The answer must be every line from the entries below that contains "form".

====== Provided records ======

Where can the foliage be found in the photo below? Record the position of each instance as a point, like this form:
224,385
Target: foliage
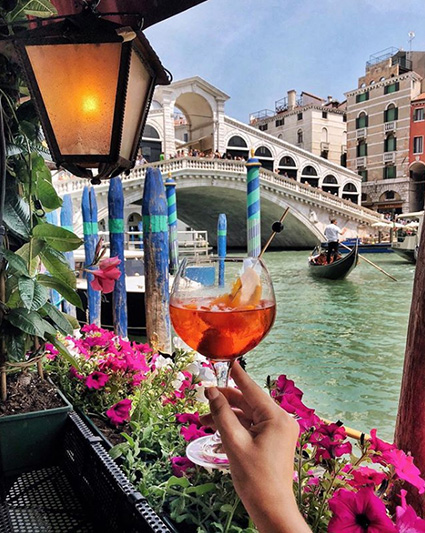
34,259
334,486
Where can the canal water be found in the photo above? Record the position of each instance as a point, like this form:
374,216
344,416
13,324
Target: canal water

======

Response area.
Where can the foliage be found in the photo below? Record the position of each instance as a point, like this form:
Where can the canal water be found in the photo above? Record the position of each instance as a point, like this form:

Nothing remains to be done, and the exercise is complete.